**ページ抜粋**.

....

ガレージロック・リバイバル。
ポストパンク・リバイバル。
ロックンロール・リバイバル。
2000年代初頭に巻き起こったロックの新たな潮流は、その多様性ゆえに様々な名前が付けられました。

本記事では、そのガレージロック・リバイバル/ロックンロール・リバイバル/ポストパンク・リバイバルを彩ったバンドたちをざっくり時系列にとって紹介しています。
なお、
- 私が個人的な好きなバンド/名盤を
- ざっくり年代別/サウンドの雰囲気で分けて
- 楽しくワクワク書く
ことを目的としています。
つまり、取捨選択に当たって個人的な趣味嗜好を排する努力は、あまりしていません。
例えば、どのバンドまでムーブメントに含めるかは人によって異なります。
そのあたり、色々悩んだ結果個人的な観点に立っています。
あくまで私の視点であること、ご容赦ください。
※明確な事実誤認がありましたら、コメントいただけると嬉しいです(不定期更新中につき、レスポンスは遅れるかもしれません)。
このジャンルを聴いてみたいな、と思っている方の一助となれたら幸いです。
目次
ブレイク前:ガレージロック・リバイバル胎動期
ガレージロックやポストパンクへの関心はガレージロック・リバイバル以前から世界各地のローカルなシーンで高まっていました。(あまり後の潮流に位置付けられないバンドも含め。本記事では触れません)
また、後にブレイクを果たすThe Hivesは1993年から活動をしていたことも見逃せないでしょう。The Coralが1996年、White Stripes/Interpol/The Libertinesも1997年、やや早めに活動を開始しているバンドも多かったようです。
では、これ以降
- 前期:ガレージロック・リバイバルのブレイク(2000~2003年頃)

....

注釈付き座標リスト
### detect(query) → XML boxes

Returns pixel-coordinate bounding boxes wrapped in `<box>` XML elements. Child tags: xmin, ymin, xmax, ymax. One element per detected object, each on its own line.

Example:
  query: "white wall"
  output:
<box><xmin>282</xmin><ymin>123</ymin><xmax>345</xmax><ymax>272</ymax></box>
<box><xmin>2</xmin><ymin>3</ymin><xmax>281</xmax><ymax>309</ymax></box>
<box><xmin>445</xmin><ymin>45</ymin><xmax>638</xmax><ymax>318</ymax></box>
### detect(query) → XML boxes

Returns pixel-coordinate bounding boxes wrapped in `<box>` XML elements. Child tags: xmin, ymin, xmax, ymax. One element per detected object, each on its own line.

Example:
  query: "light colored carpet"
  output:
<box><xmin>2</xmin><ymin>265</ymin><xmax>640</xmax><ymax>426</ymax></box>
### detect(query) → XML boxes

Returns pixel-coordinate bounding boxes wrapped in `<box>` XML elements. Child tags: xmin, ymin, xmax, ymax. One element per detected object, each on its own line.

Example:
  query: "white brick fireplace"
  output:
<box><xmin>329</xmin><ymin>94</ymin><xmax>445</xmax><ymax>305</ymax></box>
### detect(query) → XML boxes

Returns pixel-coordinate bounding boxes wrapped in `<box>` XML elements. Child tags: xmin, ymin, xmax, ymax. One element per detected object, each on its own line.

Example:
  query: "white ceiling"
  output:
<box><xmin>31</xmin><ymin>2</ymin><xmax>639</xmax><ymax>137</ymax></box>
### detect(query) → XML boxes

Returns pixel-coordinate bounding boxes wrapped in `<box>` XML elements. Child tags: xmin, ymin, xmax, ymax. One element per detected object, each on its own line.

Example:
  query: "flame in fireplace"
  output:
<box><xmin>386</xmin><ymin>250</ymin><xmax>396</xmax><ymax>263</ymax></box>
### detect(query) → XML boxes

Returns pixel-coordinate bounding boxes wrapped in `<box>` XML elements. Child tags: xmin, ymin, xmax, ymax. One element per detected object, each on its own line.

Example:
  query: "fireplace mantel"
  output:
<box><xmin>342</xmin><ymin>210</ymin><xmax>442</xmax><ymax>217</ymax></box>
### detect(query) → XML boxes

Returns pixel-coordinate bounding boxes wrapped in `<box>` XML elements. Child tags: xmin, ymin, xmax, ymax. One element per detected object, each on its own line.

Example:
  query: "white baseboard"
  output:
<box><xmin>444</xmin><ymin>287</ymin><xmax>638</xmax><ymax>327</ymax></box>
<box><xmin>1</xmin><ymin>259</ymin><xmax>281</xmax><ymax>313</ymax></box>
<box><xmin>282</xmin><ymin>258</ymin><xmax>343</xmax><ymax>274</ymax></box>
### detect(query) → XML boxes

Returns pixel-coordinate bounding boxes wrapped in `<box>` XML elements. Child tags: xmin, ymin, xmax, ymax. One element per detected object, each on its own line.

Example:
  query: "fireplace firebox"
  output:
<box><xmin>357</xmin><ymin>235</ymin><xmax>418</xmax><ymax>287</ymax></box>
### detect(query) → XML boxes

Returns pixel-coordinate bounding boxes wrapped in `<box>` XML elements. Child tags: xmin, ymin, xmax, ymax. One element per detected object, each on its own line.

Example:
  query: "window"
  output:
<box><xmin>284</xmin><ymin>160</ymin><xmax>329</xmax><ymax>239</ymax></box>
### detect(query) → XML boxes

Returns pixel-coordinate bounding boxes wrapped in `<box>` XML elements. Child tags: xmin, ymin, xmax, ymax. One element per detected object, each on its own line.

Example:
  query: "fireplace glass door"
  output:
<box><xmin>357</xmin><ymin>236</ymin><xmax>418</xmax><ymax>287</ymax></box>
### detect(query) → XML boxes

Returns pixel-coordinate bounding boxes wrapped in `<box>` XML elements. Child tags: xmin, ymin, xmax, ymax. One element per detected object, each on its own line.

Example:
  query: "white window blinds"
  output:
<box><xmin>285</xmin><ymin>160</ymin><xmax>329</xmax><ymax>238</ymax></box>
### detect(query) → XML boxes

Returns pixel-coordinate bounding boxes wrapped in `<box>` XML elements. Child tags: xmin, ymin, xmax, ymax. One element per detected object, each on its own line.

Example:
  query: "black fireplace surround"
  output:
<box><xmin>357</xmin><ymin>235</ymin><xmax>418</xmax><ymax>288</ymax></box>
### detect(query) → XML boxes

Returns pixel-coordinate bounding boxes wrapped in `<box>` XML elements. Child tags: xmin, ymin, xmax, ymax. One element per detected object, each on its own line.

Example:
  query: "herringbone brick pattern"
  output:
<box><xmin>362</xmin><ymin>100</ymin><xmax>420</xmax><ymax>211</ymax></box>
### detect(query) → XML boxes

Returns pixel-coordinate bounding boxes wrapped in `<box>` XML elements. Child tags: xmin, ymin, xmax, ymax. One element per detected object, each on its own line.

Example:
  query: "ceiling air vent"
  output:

....

**作業内容**.
1 – ガレージロック・リバイバルの紹介文のうち、「また、後にブレイクを果たすThe Hivesは」で始まる段落を、主な事実を残して箇条書きにまとめ直してください。
2 – ガレージロック・リバイバルの紹介文を、最後の行に続けて書き進めてください。

**各作業の回答**.
1 –
- The Hives:1993年から活動(後にブレイク)
- The Coral:1996年に活動開始
- White Stripes/Interpol/The Libertines:1997年に活動開始
- やや早めに活動を開始していたバンドが多かった

2 –
- 中期:勢いを増すロックンロール(2004~2005年頃)
- 後期:ブームの成熟と終焉(2006~2010年頃)
というざっくりの時代分けと共に紹介します。
なお、時代は紹介されているアルバムを基準としています。
前期:ガレージロック・リバイバルのブレイク(2000~2003年頃)
ブームの代表格と見られることが多いバンド
ブレイクはUKから始まります。2001年から2002年に一部のバンドが商業的な成功を収め、ブームの基礎的なイメージが形づくられることになります。
この潮流に位置するバンドが新鮮だったことは、ラップメタル勢やポストグランジ勢と聴き比べれば分かるでしょう。
ここではラップメタル勢を取り上げましょう。
様々な意味でブームの極致も言うべきLimp Bizkitです。
そして、ブームの象徴的な存在して扱われるThe Strokesがこちら。
原点回帰、というべきなんでしょうか。
無駄を省いた開放感とシンプルさは従前のバンドとは異なるように思います。
敢えてこのムーブメントを一言で例えるなら、「(全体としては)ストレート/シンプルなサウンドのバンドが多い」ということになるのかもしれません。
この項目ではブームの代表格と見られることが多いバンドの代表作を紹介します。
The Strokes/Is This It
ガレージロック・リバイバルの起爆剤だったThe Strokesは、ブームの象徴を担うバンドとして必ず名前を挙げられます。
ニューヨーク出身ということも関係しているのか、育ちの良さが感じられるのも特長です。無駄を省いたシンプルなサウンドとガレージロック的な躍動感が絶妙にマッチしており、ロックンロールの妙味を洗練された響きと共に奏でています。
The Killers,Franz Ferdinand,Arctic Monkeysといった後続のバンドたちも影響を受けているそうです。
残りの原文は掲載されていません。